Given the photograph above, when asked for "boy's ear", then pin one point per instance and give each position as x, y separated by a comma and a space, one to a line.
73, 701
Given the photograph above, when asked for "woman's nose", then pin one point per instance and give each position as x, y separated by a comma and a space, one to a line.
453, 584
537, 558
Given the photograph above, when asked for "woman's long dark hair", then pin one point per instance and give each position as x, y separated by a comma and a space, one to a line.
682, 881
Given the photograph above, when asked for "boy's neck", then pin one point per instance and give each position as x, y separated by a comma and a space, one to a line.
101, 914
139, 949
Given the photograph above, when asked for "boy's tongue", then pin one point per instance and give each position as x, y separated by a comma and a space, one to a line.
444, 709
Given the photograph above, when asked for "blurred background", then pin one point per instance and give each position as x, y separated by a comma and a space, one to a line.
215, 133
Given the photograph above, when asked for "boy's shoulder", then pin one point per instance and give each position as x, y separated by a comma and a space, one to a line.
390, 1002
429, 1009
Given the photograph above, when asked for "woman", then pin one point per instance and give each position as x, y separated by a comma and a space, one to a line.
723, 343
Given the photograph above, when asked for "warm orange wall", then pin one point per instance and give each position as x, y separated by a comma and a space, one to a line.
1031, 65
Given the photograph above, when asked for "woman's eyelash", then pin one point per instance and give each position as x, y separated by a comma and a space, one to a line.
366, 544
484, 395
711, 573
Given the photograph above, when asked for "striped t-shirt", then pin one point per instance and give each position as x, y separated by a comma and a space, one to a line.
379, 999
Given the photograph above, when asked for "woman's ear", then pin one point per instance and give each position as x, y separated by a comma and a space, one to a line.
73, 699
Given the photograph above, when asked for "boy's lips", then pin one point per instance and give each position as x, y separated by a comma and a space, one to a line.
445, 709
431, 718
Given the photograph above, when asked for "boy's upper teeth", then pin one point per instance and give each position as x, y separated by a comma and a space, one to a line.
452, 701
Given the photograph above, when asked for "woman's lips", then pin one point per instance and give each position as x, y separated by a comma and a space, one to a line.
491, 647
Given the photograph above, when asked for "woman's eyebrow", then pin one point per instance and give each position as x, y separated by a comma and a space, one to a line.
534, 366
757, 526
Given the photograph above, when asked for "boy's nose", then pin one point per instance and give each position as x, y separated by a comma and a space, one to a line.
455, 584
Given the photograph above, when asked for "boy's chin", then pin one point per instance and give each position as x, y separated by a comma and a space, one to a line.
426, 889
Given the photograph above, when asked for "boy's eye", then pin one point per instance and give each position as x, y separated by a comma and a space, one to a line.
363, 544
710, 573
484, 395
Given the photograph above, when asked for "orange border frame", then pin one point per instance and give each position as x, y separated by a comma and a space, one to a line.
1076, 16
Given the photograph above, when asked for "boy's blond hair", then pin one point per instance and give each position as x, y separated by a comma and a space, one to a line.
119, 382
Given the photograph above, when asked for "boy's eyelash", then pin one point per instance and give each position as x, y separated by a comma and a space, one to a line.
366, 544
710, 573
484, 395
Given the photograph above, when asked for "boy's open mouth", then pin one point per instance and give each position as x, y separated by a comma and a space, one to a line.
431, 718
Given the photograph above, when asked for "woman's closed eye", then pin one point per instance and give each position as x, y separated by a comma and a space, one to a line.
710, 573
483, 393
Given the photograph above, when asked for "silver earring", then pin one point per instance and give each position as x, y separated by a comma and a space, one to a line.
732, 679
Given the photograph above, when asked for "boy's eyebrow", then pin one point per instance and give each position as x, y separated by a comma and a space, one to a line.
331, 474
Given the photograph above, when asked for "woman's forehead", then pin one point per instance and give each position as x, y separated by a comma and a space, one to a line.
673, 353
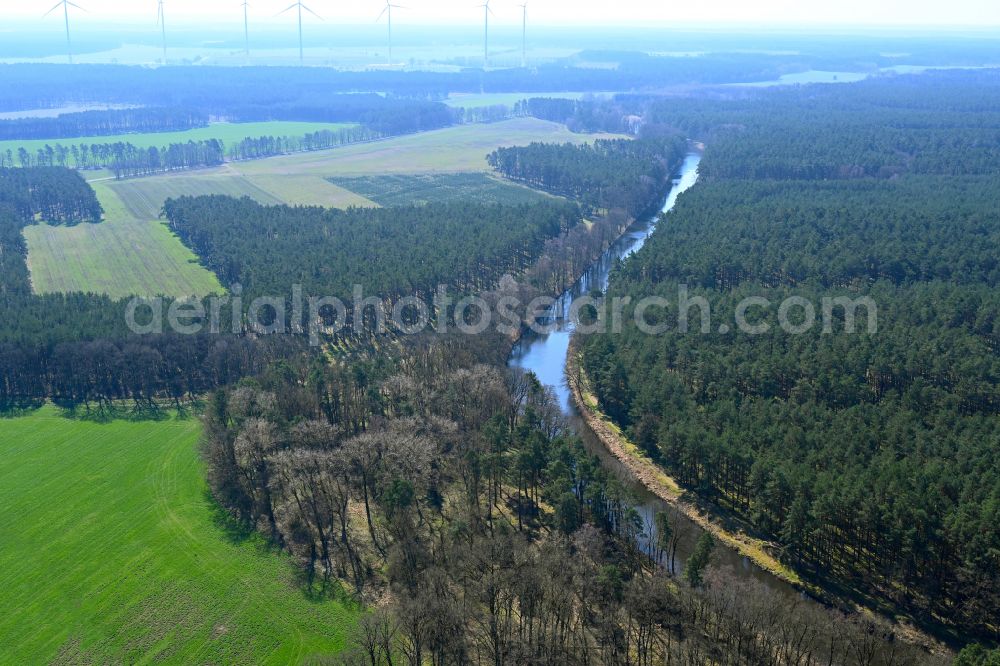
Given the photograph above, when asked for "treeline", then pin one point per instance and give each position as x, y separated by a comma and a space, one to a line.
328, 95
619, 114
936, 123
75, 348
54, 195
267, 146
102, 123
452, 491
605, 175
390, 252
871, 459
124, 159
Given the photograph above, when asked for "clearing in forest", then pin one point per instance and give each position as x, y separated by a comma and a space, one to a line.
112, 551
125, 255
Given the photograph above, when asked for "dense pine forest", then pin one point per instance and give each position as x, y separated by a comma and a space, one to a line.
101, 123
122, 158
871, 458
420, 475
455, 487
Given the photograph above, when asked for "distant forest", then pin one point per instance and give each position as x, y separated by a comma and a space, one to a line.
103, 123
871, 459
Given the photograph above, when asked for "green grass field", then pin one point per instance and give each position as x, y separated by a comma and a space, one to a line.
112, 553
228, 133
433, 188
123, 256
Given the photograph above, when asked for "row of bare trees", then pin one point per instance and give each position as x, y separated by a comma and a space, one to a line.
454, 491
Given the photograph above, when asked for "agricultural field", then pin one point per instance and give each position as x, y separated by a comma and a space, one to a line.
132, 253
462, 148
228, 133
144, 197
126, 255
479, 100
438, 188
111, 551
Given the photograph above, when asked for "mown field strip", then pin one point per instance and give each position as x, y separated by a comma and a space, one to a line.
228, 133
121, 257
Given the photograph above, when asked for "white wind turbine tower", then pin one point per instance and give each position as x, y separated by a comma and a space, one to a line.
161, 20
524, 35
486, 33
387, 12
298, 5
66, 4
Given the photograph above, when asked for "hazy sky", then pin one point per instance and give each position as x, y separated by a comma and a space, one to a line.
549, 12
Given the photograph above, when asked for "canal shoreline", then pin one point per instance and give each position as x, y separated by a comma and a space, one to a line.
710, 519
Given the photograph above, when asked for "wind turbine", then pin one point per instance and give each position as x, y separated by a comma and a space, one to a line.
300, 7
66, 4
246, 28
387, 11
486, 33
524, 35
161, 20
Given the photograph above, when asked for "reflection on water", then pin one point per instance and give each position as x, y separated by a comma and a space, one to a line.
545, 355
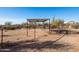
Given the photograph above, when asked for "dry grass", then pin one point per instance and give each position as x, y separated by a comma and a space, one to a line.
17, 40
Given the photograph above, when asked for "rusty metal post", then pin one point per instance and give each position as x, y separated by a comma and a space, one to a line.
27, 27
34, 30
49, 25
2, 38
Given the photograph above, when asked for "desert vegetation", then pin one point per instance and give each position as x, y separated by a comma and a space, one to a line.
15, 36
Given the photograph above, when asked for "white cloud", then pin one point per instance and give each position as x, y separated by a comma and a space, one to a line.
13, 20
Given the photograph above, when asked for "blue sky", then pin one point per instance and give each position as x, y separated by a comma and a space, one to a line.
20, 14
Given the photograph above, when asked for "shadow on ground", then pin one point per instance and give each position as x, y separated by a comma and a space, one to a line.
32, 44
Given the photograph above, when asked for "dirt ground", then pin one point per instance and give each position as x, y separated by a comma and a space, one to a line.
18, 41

──────────────────────────────

_YOUR OBJECTIVE_
Leave the pictures out, and transcribe each of the records exactly.

_EXERCISE RESULT_
Given the photograph above, when asked for "boy's ear", then pin one point per instance and give each position as x, y separated by a comma and a space, one to a line.
73, 701
Given the photograph above, when asked for "woman's nose", then pin one point per instance and give each position as x, y separated by a comma and a space, one to a line.
453, 584
537, 558
Given the photograph above, when asked for "woman's long dark hair", then pin one point per instance and give each position as x, y separated by a comma and a space, one to a line.
682, 881
Given the photograph above, when asked for "boy's neck", then pin one point per instance and give each position as x, y separated by a comma and a space, one to a line.
101, 914
139, 949
Given the photograph above, when asked for "boy's tongue", then pin one point per instance and give each position as x, y separated by a comma and a space, one to a line.
444, 709
Given the photograph above, when asked for "blurred background", then pin one point per instance and give each position as x, y separated by a comma and a space, one to a line.
215, 133
Given the photograph above, when asked for "boy's shoulder", then pin one point per instance and give each position as x, y separated by a comma and a space, one to a line.
390, 1002
429, 1009
Given the photograph above, when asked for "woman", then pin one point per instance and give each position as x, y separated by a comma and a space, one to a line.
723, 343
Given the photograph above, when asked for "warm orange wall", then pin one point per instance and give each position as x, y separated by a comma and a space, one to a line.
1031, 65
Given the photograph above, when asked for "woman's eyelash", then pin one point per instance and give each position as x, y separated by a comma and a space, one to a line.
366, 544
484, 395
711, 573
Given the photograph above, when asked for "striped t-shirt", then pin one point per instance and give each position as x, y separated by a comma and a space, one to a line.
379, 999
Given the photograph above, when asked for "woman's ear", then pin one point per instance and give each position as x, y separated by a comma and a space, one to a line.
73, 699
Given the photograph above, when asked for "boy's lips", then pin one point per instance and give each position as x, y separated by a comma and a space, one to a line.
445, 709
431, 718
Given the photograph above, when asked for "boy's upper teeth", then pin one point per instance and give each position as x, y separated by a comma and a space, one to a line.
452, 701
Given the photograph above, when asked for "woman's lips", then pin one point per instance and give each position as x, y separated by a comma and a space, one to a line.
491, 647
Given the photograph above, when asked for "woman's eyebrow", then pin one point per instance and give each position as x, y separated by a comma and a space, one to a line.
534, 366
757, 526
Given the photograph above, when asked for "boy's nose", then pin one point per instance and give each position as x, y separated by a comma and a space, one to a line.
455, 584
Given the photograph above, when asked for "boy's chin", then pin one point per instance and give each position as x, y separated by a comma and a space, one to a line.
426, 889
Given the photograph above, when asked for "boy's eye", then pin one point per instance and give each position as x, y separated by a comma and a space, one to a line.
363, 544
710, 573
484, 395
Given the photograph above, when asked for "orange border frame", then pin one point per instance and give each position as x, y separated by a comma and a space, one to a line.
1076, 16
Given the photograph above, when asked for "boy's blond hair", then pin one point per instance and give each position as x, y separated by a comma and a space, one to a line.
119, 382
Given the photograph above, when asked for "boy's eyelash", then pin one point per instance and give each position as x, y separated by a comma and a space, one to a line.
366, 544
710, 573
484, 395
Given the photograph above, when asked for "boy's open mouth", then pin one point per instance and give each position as x, y separated by a comma and a space, one to a line.
431, 718
Given the photograph above, when asked for "woman's closed eye", then pin one point per instance and give each position as x, y separated by a comma and a space, one to a line.
710, 573
483, 393
Given the photograph above, when asked for "silver earring", then pin one point per instance and give each position as x, y separated by a comma and a space, one to a line.
732, 679
Given the photograph above, when asked for "boy's eyebrow", then pin one point per instance and give each position as x, y separated by a comma and a space, one to a line.
331, 474
Given the photograph above, when asked for "woman's forehead", then pin one point per instance and give each position as x, y separated by a comma and a space, one to a line.
673, 353
Given the photograph above, when asked for "treeline", then pin one point per instance and give each position as x, y separated by a comma and a space, one to a line.
328, 95
619, 114
936, 123
75, 348
54, 195
267, 146
102, 123
452, 491
605, 175
390, 252
871, 459
124, 159
Given the photograph above, when asked for "clearing in forest", then pin one point per instance and give each position as x, y separated by a comma and a space, one to a line.
112, 551
125, 255
Given the photograph above, when asked for "dense pine forest", then pin one point per instance and give each position as x, y separated by a comma and a space, one to a line.
101, 123
122, 158
871, 458
420, 475
455, 487
Given the photograph above, when asked for "distant forest", then pin one point per instance and give each position as x, y separated by a comma and a space, one to a line.
103, 123
871, 459
Given the photograph above, when asked for "green grass field", then pin one point per instance and give each position as x, y separated by a comma and a space, one to a line.
112, 553
228, 133
433, 188
123, 256
Given the photograph above, when asked for "row of bare trees", then pin one point per instance and give each position as x, y separated by a comma and a space, one to a line.
454, 491
Given the photograph above, when asked for "agricultural field", then pin one point per instance and give each position as x, y separated by a comma and a space, one to a line.
132, 253
462, 148
228, 133
144, 197
126, 255
479, 100
438, 188
111, 551
Given the photograph above, when asked for "mown field strip", then pin one point per instance and give each position as x, y separated by a comma and a space, one to a line.
228, 133
121, 257
Given the photograph above, when asked for "white wind turbine tower", then pin one point per instance and give each position as x, y separated by a comma and a space, one to a line.
161, 20
524, 35
486, 33
387, 12
298, 5
66, 4
Given the photograph above, when asked for "hazy sky", then pin one point per instance and give each position as x, y separated by a comma and a space, one to a line.
549, 12
Given the photograph above, when asked for "canal shoreline", then pin one point per instance and give each position as x, y separated by a comma and a space, one to a line.
710, 519
Given the photograph above, when asked for "wind turbine", then pin one point per instance and give each position as x, y separated by a comma and a space, one to a line.
300, 7
66, 4
246, 28
387, 11
486, 33
524, 35
161, 20
Given the photograph above, when asked for "reflection on water", then pin one point per instance and give each position as x, y separated by a comma and a space, one to a line.
545, 355
Given the photograph above, when asked for "dry grass", then pin one point per instance and give each position as x, y separated by a comma and a space, one to a line.
17, 40
Given the photograph above, when asked for "rusty metal post", then pin one point per instance and give each position as x, y separated by a comma and a space, one to a line.
27, 27
34, 30
49, 25
2, 38
Given the photograph above, when asked for "desert vegetation", then pin one point per instance and give each position as x, y separated by a comma and a space, one to a line.
15, 36
Given the photograph above, when asked for "white cloud", then pin one point per instance and give each position as x, y separated by a comma and a space, one to a line.
13, 20
Given the photograph above, when asked for "blue sky", then pin one point per instance and give each position as x, y separated by a comma and a space, one to a line.
20, 14
Given the photograph above, when asked for "shadow on ground", then pin one point per instance and give each position as x, y separated by a comma and a space, one to a line.
32, 44
Given the photograph above, when asked for "dirt ground", then pin one point per instance and give each position as x, y separated by a comma and a space, one to a line.
18, 41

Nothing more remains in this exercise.